*** Opening of SOURCE MATERIAL ***

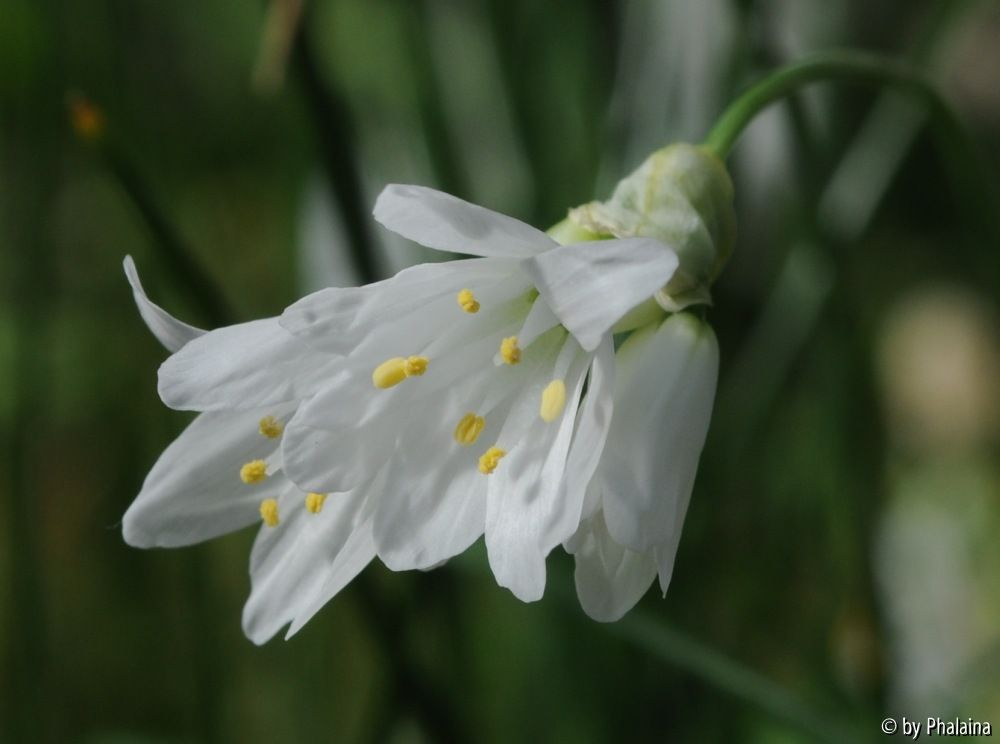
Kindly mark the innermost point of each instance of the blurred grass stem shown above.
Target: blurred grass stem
(729, 676)
(338, 148)
(186, 272)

*** Close of SOURCE MATERIAL ***

- **TRY IT**: Pictures are to be dropped, and the remaining data set down exactly.

- **TASK RESULT**:
Kindly mark the innermost point of each instance of the blurred grass stem shown above.
Target: blurred grass stem
(729, 676)
(338, 148)
(186, 272)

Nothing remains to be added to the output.